About this task.
Where the listing below has a line with "Target: child in orange shirt", write out exactly that line and every line after it, stopping after the line with "Guideline: one marker per instance of the mountain".

Recorded information.
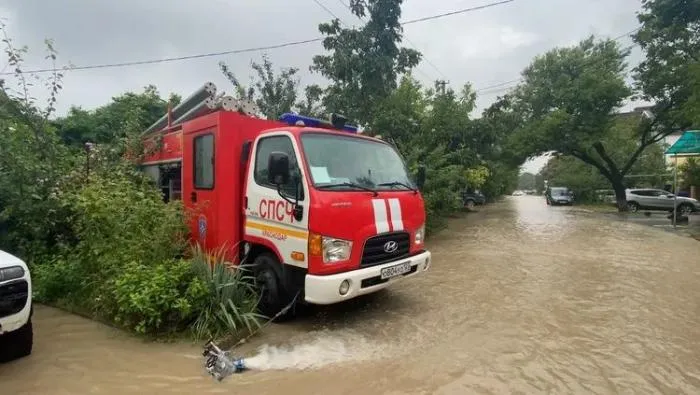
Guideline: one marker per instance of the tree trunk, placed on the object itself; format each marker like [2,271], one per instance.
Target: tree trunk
[620,195]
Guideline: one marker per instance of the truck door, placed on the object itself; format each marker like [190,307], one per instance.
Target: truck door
[269,217]
[199,189]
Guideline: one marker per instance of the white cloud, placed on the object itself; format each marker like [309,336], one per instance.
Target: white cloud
[484,47]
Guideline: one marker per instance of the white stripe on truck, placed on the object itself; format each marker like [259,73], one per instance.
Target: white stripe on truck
[380,217]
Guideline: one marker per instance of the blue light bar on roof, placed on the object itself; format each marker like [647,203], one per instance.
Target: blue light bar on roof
[300,120]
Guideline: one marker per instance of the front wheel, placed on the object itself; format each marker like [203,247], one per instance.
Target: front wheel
[17,344]
[272,293]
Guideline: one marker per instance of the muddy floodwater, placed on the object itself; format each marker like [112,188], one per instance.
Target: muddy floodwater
[521,298]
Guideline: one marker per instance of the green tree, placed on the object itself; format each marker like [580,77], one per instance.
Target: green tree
[276,93]
[567,101]
[669,75]
[690,173]
[526,181]
[364,64]
[648,171]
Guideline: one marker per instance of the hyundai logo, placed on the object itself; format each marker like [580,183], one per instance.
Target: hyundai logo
[391,246]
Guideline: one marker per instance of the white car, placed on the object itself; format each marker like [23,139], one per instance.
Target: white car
[16,334]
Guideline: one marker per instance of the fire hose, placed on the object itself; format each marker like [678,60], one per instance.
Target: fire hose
[220,363]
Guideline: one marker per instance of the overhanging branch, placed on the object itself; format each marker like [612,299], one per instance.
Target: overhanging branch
[612,166]
[591,161]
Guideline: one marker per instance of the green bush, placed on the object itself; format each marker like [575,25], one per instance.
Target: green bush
[231,299]
[166,297]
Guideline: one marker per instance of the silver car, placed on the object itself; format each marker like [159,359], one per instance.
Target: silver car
[658,199]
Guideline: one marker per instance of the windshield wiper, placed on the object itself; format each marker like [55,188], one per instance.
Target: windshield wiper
[348,184]
[397,183]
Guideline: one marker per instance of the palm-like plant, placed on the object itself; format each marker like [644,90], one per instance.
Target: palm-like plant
[232,303]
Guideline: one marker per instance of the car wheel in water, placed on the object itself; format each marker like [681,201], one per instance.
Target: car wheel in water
[273,296]
[685,209]
[17,344]
[469,204]
[632,207]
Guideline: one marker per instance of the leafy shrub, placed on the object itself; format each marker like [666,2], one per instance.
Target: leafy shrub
[118,219]
[155,299]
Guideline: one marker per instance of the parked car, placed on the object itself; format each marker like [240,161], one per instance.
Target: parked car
[16,334]
[471,198]
[659,199]
[559,195]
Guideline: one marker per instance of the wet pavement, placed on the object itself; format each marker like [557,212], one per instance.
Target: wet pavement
[521,298]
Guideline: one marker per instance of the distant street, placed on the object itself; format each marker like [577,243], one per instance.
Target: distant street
[521,298]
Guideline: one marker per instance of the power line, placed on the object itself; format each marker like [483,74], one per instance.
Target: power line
[481,7]
[328,11]
[172,59]
[502,84]
[235,51]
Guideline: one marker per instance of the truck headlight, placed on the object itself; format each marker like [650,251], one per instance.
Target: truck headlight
[419,236]
[11,273]
[336,250]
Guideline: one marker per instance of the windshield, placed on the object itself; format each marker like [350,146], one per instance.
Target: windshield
[351,163]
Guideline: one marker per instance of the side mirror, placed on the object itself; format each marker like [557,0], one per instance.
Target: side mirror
[278,172]
[420,176]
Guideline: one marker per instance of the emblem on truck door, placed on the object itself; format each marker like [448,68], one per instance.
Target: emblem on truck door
[391,246]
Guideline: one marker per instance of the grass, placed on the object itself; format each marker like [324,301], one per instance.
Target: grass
[231,308]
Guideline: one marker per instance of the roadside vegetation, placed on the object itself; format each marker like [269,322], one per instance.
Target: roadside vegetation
[102,242]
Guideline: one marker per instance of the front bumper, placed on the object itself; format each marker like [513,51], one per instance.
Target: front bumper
[326,289]
[11,317]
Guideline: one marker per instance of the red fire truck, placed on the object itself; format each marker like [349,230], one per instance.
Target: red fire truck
[319,209]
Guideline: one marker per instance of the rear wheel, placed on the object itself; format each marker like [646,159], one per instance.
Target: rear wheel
[272,293]
[17,344]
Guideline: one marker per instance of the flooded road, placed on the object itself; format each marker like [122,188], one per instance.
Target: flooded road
[521,298]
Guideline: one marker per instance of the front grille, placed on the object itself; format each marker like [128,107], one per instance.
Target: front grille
[374,253]
[13,297]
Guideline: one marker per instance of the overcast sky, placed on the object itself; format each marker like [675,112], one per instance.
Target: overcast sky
[485,47]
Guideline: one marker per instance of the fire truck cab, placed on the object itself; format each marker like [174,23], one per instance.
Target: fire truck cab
[317,208]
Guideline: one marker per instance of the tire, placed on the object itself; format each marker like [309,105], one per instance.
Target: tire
[17,344]
[272,293]
[685,209]
[470,204]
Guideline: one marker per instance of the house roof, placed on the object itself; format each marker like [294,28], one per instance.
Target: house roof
[688,144]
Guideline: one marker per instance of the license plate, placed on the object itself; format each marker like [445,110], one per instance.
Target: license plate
[396,270]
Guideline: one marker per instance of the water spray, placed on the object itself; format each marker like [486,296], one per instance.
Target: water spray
[221,364]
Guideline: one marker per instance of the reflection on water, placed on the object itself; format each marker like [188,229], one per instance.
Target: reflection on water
[522,298]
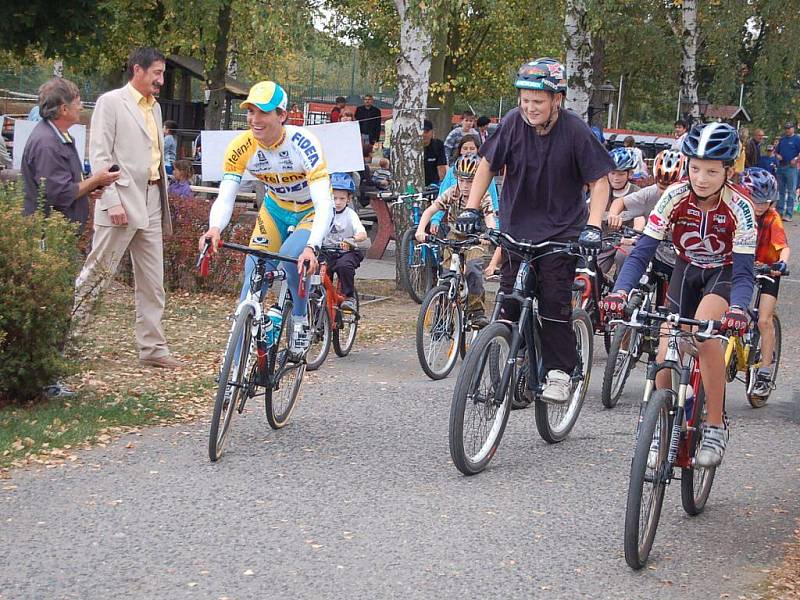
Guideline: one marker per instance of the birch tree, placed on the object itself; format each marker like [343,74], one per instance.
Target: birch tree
[578,41]
[685,30]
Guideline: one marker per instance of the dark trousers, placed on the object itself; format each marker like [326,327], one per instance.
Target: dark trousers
[554,275]
[345,267]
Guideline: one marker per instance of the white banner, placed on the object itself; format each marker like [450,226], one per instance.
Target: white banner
[341,143]
[23,129]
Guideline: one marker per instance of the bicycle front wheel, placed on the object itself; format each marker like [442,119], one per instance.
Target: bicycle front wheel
[344,336]
[232,386]
[286,375]
[320,323]
[439,332]
[755,361]
[477,420]
[416,274]
[696,481]
[647,480]
[621,358]
[555,421]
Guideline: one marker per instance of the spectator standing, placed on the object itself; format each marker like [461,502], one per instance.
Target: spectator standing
[133,212]
[336,111]
[752,149]
[50,157]
[786,152]
[369,120]
[454,137]
[483,128]
[170,145]
[768,162]
[181,185]
[680,130]
[434,155]
[295,116]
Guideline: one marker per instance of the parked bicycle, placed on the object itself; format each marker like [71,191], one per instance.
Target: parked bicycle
[257,359]
[743,354]
[444,329]
[419,263]
[669,433]
[330,322]
[506,355]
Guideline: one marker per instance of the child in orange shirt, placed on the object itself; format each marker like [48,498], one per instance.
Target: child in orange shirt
[772,249]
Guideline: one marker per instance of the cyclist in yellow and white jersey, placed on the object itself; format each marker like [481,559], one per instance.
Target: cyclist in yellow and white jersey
[290,161]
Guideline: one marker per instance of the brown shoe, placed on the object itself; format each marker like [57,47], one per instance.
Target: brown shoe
[162,362]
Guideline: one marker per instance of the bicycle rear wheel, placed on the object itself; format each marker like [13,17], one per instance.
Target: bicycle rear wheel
[233,385]
[621,358]
[320,323]
[696,481]
[755,360]
[344,336]
[286,375]
[439,332]
[555,421]
[416,274]
[647,482]
[477,422]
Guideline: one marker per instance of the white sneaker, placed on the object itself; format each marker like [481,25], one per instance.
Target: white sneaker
[557,387]
[712,448]
[299,339]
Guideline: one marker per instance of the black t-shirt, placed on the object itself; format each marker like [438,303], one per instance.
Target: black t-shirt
[542,196]
[434,157]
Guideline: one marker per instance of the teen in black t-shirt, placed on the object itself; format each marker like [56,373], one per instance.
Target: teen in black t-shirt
[549,154]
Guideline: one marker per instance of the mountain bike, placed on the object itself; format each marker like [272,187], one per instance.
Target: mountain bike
[743,354]
[419,263]
[257,359]
[669,433]
[506,355]
[329,322]
[444,330]
[629,344]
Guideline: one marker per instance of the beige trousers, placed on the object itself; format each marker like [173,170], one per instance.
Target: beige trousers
[146,246]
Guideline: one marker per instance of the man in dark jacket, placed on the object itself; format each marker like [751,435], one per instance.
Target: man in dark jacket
[51,166]
[369,120]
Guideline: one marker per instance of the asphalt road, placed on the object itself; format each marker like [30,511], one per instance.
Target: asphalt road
[357,498]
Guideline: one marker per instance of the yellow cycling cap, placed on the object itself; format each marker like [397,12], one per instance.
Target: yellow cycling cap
[266,96]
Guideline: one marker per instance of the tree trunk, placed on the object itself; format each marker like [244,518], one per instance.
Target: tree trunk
[578,40]
[413,77]
[688,39]
[219,66]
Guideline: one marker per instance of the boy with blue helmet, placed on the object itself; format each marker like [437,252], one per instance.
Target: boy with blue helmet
[348,233]
[772,249]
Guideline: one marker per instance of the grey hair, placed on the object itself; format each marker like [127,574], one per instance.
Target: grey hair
[54,93]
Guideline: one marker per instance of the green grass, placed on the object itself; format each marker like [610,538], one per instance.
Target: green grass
[41,427]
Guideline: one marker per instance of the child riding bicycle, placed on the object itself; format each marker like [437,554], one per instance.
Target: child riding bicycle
[348,233]
[453,201]
[772,249]
[714,232]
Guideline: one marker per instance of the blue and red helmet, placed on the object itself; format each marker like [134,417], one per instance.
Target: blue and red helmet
[761,184]
[542,74]
[712,141]
[343,181]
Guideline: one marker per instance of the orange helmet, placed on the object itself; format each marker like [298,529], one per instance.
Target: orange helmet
[669,167]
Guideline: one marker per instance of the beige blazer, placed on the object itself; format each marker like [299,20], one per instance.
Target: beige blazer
[118,135]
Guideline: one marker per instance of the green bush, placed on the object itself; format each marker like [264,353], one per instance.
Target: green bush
[38,265]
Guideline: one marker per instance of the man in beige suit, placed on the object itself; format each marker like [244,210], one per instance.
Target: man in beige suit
[133,212]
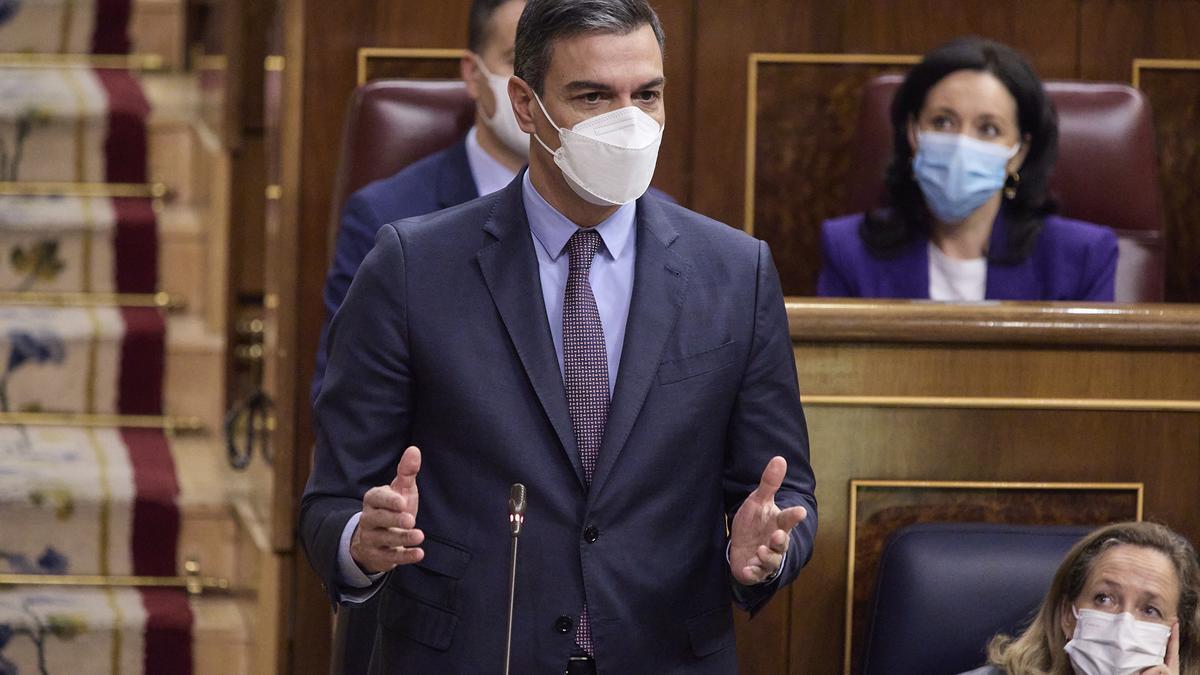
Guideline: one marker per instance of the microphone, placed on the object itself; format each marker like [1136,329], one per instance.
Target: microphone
[516,508]
[516,519]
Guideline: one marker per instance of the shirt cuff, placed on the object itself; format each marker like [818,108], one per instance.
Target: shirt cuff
[771,577]
[351,575]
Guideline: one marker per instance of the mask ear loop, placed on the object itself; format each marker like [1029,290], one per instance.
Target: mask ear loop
[535,136]
[1013,184]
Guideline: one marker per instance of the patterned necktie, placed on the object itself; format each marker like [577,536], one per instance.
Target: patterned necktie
[586,371]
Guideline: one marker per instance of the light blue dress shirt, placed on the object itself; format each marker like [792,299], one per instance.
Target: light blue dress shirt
[612,269]
[612,285]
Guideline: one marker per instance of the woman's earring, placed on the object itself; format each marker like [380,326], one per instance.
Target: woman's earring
[1014,180]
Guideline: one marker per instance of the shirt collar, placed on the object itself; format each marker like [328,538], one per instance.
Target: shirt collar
[552,230]
[489,174]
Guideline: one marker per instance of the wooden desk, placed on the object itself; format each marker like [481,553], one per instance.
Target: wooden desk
[997,392]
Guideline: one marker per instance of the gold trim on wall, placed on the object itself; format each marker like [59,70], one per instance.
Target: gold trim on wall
[192,580]
[367,53]
[66,189]
[855,484]
[753,101]
[162,300]
[1003,402]
[1161,65]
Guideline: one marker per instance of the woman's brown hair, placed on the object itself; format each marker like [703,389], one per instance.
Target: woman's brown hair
[1039,649]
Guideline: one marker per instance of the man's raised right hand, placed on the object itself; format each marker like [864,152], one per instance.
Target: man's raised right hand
[387,533]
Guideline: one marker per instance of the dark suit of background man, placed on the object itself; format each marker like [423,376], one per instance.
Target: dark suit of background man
[628,360]
[481,162]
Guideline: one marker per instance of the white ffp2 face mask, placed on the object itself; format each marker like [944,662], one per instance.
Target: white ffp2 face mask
[607,160]
[1115,644]
[503,121]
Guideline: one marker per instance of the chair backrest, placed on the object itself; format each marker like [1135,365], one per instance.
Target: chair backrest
[394,123]
[945,589]
[1107,171]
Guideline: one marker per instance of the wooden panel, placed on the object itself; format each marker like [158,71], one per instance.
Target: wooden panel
[408,64]
[881,508]
[1005,322]
[1114,33]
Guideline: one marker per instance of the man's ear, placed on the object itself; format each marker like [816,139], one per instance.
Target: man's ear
[522,103]
[471,75]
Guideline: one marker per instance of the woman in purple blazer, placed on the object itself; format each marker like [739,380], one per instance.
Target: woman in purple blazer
[975,141]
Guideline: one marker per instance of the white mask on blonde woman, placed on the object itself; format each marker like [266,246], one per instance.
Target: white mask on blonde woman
[1115,644]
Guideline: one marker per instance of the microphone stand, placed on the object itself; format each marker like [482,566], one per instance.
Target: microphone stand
[516,519]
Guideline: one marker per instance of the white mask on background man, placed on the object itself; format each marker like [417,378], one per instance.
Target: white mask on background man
[607,160]
[503,121]
[1115,644]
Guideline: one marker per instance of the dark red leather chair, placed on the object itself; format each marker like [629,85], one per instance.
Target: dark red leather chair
[390,124]
[394,123]
[1107,171]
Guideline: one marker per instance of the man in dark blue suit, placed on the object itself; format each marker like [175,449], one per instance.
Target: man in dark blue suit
[627,359]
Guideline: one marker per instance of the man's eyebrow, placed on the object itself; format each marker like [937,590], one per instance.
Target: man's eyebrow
[587,85]
[582,84]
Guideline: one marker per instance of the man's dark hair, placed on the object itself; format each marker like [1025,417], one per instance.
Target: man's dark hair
[888,231]
[543,22]
[480,16]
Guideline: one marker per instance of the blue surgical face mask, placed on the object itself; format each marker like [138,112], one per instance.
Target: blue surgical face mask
[958,173]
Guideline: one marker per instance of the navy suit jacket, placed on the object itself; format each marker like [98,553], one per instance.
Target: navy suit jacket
[435,183]
[1071,261]
[443,342]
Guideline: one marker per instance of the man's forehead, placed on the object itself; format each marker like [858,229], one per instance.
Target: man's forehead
[617,60]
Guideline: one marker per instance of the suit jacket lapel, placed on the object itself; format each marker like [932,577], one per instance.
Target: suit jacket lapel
[660,276]
[455,183]
[510,270]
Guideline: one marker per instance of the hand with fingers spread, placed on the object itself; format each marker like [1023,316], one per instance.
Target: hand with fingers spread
[760,533]
[387,533]
[1171,665]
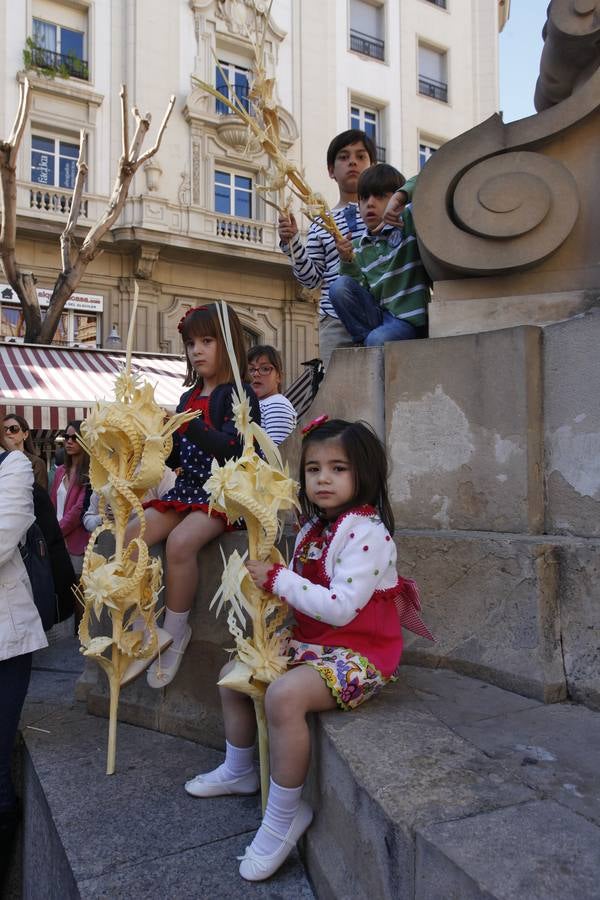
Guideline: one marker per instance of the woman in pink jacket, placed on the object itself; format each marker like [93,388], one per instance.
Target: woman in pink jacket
[68,494]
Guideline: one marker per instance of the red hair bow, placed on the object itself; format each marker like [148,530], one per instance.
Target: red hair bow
[316,423]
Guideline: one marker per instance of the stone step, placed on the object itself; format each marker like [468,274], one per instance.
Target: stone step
[447,788]
[442,788]
[136,834]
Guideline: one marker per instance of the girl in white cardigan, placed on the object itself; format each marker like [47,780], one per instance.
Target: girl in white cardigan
[349,605]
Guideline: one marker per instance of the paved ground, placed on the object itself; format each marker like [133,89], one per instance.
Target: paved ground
[456,790]
[136,834]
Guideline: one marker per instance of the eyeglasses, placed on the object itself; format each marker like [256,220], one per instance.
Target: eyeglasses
[260,370]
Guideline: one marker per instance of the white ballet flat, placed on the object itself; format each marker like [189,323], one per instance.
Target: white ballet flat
[137,666]
[245,784]
[254,867]
[160,675]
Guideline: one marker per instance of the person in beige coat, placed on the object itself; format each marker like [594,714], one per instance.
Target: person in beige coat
[21,630]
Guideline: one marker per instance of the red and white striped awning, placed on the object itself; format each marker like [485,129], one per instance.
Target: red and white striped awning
[49,386]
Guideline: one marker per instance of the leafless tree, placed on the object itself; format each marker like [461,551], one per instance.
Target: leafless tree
[74,261]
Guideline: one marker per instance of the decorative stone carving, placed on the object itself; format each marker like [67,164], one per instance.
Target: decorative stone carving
[507,215]
[499,198]
[152,171]
[232,132]
[184,191]
[196,173]
[240,16]
[570,55]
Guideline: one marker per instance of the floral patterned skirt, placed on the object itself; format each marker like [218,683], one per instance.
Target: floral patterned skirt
[350,677]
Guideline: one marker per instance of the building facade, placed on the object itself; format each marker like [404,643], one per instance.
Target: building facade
[412,73]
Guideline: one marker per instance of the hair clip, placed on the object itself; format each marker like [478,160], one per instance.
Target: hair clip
[188,313]
[316,423]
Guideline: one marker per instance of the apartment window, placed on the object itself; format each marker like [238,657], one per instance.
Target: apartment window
[59,48]
[367,120]
[426,151]
[53,162]
[367,29]
[233,194]
[433,73]
[230,78]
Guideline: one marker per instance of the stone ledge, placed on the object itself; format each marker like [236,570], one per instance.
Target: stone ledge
[441,786]
[419,788]
[520,611]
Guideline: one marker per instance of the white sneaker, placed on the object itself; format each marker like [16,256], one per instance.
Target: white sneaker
[255,867]
[245,784]
[159,674]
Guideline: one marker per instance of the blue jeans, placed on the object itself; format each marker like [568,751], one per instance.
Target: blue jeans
[14,681]
[365,321]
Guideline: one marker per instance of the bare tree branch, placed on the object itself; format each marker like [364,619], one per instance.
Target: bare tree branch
[18,128]
[22,283]
[66,238]
[124,121]
[143,124]
[129,163]
[149,153]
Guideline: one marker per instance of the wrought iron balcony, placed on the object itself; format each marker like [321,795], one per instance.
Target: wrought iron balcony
[65,64]
[431,88]
[367,45]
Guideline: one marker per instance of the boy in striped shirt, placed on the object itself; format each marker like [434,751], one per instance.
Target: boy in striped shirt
[316,265]
[383,289]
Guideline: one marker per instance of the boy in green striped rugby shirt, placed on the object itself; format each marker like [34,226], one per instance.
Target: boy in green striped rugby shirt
[383,289]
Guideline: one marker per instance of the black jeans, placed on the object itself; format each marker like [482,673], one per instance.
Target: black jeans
[14,681]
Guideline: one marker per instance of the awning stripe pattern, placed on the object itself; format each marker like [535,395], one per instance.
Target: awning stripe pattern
[50,385]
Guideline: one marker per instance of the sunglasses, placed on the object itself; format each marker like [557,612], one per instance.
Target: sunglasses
[260,370]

Answer box.
Target: child in orange shirt
[772,249]
Guideline: one marker per instance of the cyclist in yellow and white jersey, placed on the object itself; format each marker like [481,559], one per instance.
Target: cyclist in yellow and white jersey
[290,161]
Guideline: one marker per instance of the brown shoe, placed on the object itself; format each marker like [57,47], one per instance.
Target: brown shoe
[162,362]
Guideline: one marker per instance of the bicycle rear wheel, placed on the object itself; format each marker like [13,17], one per instance.
Target: bicycle rear wheel
[233,385]
[621,358]
[320,323]
[696,481]
[755,360]
[344,336]
[286,375]
[439,332]
[555,421]
[416,274]
[647,482]
[477,422]
Guideline: one marker per instance of the white sneaker, placed on the object itself; format each marker like [481,25], one per instance.
Target: white sneaker
[557,387]
[712,448]
[299,339]
Guideline: one marker per instance of the black t-shirt, placed on the object itself; format each marker like [438,303], one per instance.
Target: black t-shirt
[542,196]
[434,157]
Guideline: one marker per instance of the teen in black t-shirt, placed on the object itself; format each marker like [56,373], one per instance.
Target: teen in black t-shirt
[549,154]
Guideline: one marker per instance of the mountain bike, placed on the object itself; format each marker like [272,187], one per instance.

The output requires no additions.